**The request:** Extract every line in the records below that contains the string "grass". Copy each such line in full.

**Entries supplied:**

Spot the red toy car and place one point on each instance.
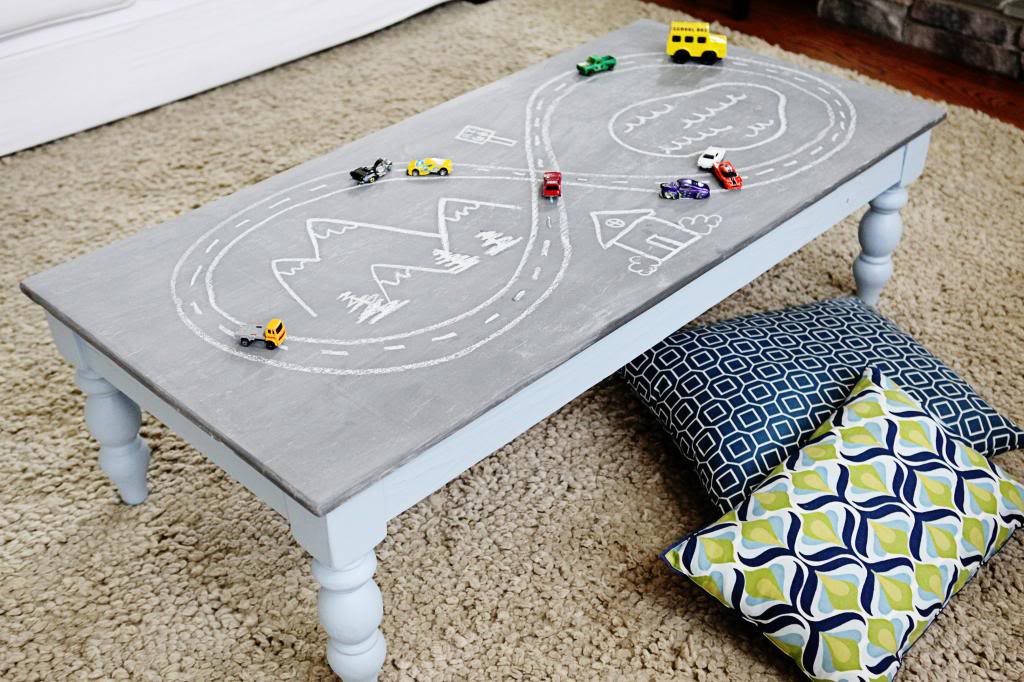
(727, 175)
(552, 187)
--
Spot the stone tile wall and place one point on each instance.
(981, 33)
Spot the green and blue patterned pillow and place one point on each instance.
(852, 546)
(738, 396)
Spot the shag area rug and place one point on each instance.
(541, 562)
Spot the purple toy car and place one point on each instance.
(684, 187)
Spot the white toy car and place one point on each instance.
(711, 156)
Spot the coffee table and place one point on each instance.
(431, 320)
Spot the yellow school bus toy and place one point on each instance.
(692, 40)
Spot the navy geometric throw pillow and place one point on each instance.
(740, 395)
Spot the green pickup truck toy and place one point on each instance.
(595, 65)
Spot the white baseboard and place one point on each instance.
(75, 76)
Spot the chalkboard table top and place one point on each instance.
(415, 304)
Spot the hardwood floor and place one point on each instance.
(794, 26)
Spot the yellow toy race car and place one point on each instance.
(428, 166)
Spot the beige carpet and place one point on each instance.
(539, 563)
---
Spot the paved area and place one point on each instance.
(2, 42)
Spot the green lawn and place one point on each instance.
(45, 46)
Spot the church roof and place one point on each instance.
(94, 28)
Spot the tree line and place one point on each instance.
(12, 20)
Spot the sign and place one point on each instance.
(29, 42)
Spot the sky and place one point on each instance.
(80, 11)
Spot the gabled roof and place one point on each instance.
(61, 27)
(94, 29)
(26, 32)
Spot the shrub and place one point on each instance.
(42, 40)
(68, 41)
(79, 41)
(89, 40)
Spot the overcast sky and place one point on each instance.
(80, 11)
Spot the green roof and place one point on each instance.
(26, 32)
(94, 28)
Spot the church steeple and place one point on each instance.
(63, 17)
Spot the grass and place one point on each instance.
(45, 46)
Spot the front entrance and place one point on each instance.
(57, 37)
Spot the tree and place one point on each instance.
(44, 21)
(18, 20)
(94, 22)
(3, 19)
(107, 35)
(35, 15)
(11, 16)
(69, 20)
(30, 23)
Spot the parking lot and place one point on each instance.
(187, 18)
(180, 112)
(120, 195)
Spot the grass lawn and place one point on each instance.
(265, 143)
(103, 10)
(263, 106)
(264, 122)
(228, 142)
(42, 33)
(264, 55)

**Solution to this exercise:**
Spot the grass and place one point on each instance.
Spot the grass lawn and place one point on each instance.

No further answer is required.